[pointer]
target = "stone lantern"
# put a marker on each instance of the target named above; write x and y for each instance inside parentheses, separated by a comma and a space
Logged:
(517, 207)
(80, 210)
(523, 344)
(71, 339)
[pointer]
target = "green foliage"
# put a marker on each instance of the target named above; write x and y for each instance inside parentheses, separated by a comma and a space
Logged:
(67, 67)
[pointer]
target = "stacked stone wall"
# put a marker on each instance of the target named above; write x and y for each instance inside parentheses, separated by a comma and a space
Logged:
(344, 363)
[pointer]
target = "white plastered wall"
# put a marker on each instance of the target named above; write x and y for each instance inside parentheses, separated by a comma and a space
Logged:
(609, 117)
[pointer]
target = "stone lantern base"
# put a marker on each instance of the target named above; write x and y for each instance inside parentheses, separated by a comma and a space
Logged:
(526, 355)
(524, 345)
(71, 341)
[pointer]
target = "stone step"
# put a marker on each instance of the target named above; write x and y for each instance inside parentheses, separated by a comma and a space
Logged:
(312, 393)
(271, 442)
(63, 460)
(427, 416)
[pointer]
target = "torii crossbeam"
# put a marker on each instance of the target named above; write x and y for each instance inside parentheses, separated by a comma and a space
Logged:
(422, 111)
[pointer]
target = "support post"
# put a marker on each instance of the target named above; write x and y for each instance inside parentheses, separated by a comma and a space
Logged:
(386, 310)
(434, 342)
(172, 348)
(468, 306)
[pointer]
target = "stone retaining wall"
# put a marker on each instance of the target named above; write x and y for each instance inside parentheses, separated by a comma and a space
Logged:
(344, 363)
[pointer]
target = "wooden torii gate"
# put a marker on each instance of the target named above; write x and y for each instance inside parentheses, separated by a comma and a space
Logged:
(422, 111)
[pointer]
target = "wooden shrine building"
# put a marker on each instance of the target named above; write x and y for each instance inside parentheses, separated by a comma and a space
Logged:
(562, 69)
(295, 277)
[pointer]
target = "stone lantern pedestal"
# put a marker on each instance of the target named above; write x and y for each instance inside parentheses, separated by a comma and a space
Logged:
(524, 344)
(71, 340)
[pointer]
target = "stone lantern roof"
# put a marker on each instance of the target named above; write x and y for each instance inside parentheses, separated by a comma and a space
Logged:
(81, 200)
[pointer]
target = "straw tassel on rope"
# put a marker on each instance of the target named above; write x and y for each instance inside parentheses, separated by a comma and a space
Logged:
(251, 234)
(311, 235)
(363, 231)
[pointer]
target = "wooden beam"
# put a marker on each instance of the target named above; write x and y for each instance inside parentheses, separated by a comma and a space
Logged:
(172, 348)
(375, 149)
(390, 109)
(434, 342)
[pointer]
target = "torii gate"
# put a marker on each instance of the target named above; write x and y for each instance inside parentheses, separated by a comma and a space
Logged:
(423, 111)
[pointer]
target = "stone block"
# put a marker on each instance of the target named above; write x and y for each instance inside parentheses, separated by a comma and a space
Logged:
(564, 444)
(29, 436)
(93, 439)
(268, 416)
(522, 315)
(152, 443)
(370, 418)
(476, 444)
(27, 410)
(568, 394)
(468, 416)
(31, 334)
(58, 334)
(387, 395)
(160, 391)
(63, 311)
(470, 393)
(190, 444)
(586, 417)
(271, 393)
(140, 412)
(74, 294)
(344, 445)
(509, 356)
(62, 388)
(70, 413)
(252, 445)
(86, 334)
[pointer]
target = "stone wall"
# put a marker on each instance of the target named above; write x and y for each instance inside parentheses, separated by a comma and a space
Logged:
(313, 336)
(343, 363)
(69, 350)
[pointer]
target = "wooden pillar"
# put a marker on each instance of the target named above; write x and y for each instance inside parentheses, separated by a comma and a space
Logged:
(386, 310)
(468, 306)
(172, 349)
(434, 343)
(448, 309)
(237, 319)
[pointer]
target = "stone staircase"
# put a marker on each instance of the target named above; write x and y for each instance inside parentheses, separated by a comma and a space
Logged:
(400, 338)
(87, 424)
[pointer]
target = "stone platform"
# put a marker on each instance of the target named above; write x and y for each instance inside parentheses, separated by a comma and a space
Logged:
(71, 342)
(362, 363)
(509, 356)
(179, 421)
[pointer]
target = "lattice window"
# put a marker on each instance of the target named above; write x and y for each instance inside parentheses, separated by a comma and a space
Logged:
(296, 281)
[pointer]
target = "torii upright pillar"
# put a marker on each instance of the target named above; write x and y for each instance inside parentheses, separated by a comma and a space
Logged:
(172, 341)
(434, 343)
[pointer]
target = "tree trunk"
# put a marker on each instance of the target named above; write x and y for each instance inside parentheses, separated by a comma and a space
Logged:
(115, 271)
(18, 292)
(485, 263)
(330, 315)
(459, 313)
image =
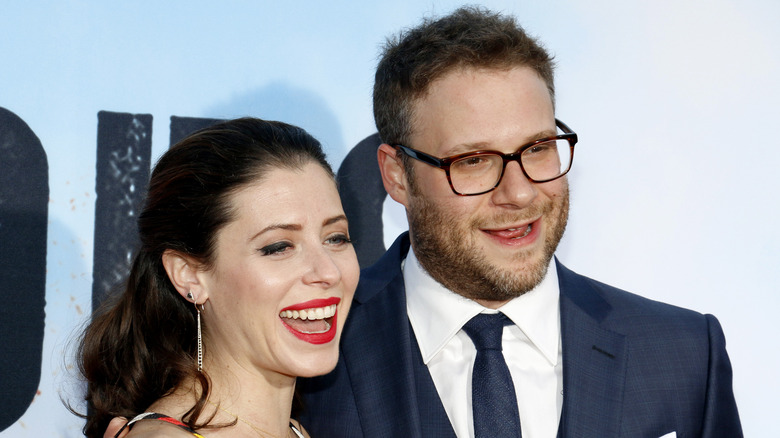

YOUR INSTRUCTIONS — In your copy, exclude the pictures and repeat each entry above exactly.

OUTPUT FOR THIS TASK —
[pointer]
target = "stone lantern"
# put a marker on each instance of the target named above; write x and y for each instance inside parentheses, separated by a comma and a space
Logged:
(517, 207)
(80, 210)
(523, 344)
(71, 339)
[pointer]
target = "green foliage"
# put a marker on each instance of the target named above; write x and y for each instance inside parentheses, separated by a comma and a space
Logged:
(67, 67)
[pointer]
target = "stacked stone wall"
# put a marker on each instance of the target named above; write x and y for each instance inside parentheses, separated by a comma and a space
Logged:
(344, 363)
[pointer]
target = "white plastered wall"
# put a marker on each instance of the target named above; write x and y for each instance inside parentheses, separated by a comma and a space
Logged:
(609, 117)
[pointer]
target = "stone lantern base"
# put a marker on each instance of the target named above; write x and y for each instance inside parentheses, separated by a comma and a space
Logged:
(526, 355)
(524, 345)
(71, 341)
[pointer]
target = "stone step"
# put a marker on each instance of the target named above; write x and y for each instance inside parentheses, separated by a comma and a space
Logged:
(312, 393)
(271, 442)
(63, 460)
(427, 416)
[pointer]
target = "torii crossbeam"
# put a marker on each instance of the target named above; write x and y for each instance inside parentheses, separated by a comma and a space
Logged:
(422, 111)
[pointer]
target = "support post"
# put a marker on each instance of the target named above; write x and y for each instance inside parentheses, separated by a comma and a space
Logged:
(386, 310)
(434, 342)
(172, 348)
(468, 306)
[pointer]
target = "stone retaining wall"
# put a marker on each instance of the target named above; write x and y for each instance inside parentheses, separated by a comma and a space
Logged:
(344, 363)
[pointer]
target = "wooden torii gate"
# put a marker on each instance of the target named above; write x and y for each instance inside parentheses, separated by a comma and a space
Logged:
(422, 111)
[pointer]
target = "wooden shrine building"
# put a marker on each instance of the target named above; write x and y for each instance inside parentheses, separated by a comma and a space
Logged:
(562, 69)
(295, 277)
[pointer]
target = "stone lantern pedestal"
# put a marker on each instance of the target named above; write x and y for each instance inside parentheses, separated by a comma and a space
Logged:
(524, 344)
(71, 340)
[pointer]
target = "stone lantern roof"
# put a marker on each instance of the target named above; write x and y for each instance inside parentheses, separated by a comma and a space
Logged:
(81, 200)
[pointer]
target = "straw tassel on rope"
# put a marker on each instance of the target named above; write x and y for each instance inside parentheses, separated by a comma and a space
Logged:
(251, 234)
(311, 235)
(363, 231)
[pointer]
target = "wooden beam"
# put a marker on each instance of the target named above; write x and y for each instance inside parentheses, separated by a comma and a space
Logged:
(172, 348)
(375, 149)
(390, 109)
(434, 342)
[pointer]
target = "torii gate"
# put a marker on each instance of the target named above; write x and y for each instance inside parentheses, separated by a comma and a space
Logged:
(423, 111)
[pointer]
target = "stone block"
# put a marker on each instance of the target named above; write x and y for each instance inside parentheses, separated by a comma and a space
Logged:
(564, 444)
(29, 436)
(93, 439)
(268, 416)
(522, 315)
(152, 443)
(370, 418)
(476, 444)
(27, 410)
(568, 394)
(468, 416)
(31, 334)
(58, 334)
(387, 395)
(160, 391)
(63, 311)
(470, 393)
(190, 444)
(586, 417)
(271, 393)
(140, 412)
(74, 294)
(344, 445)
(509, 356)
(62, 388)
(70, 413)
(252, 445)
(86, 334)
[pointer]
target = "stone wall"
# put a marker on each instance of the target named above; write x and y for each instance inside parentheses, separated by a comma and a space
Logged:
(313, 336)
(343, 363)
(69, 350)
[pointer]
target = "wooden pillar"
# put a marker on each instance of the target named above; write x and y for each instance inside parentheses, separated by a comma and a space
Logged:
(386, 310)
(468, 306)
(172, 349)
(434, 343)
(448, 309)
(237, 319)
[pointer]
target = "stone staircase"
# put a marker on each instance of the target named above; write x and y for each instance inside parentheses, separated by a comma and a space
Logged:
(400, 338)
(87, 424)
[pointer]
target = "stone platform"
# put a marker on each instance of the target named above; write x and y for each instance inside parentheses, separated by a comma and a space
Logged:
(71, 342)
(362, 363)
(509, 356)
(179, 421)
[pointer]
target = "lattice window"
# put a marker on each instance of the target named above; write x and y for each instance inside parentheses, separated by a comma and a space
Logged:
(296, 281)
[pointer]
target = "torii upright pillar"
# put a marker on each instance of the target named above; write x and y for each instance inside parentheses, separated by a comma and a space
Logged:
(172, 341)
(434, 343)
[pointer]
target = "tree trunk"
# put a marker on each instance of the target named above; write x and y for each instance inside parentheses, separated by a comma and a space
Logged:
(115, 271)
(18, 292)
(485, 263)
(330, 315)
(459, 313)
image =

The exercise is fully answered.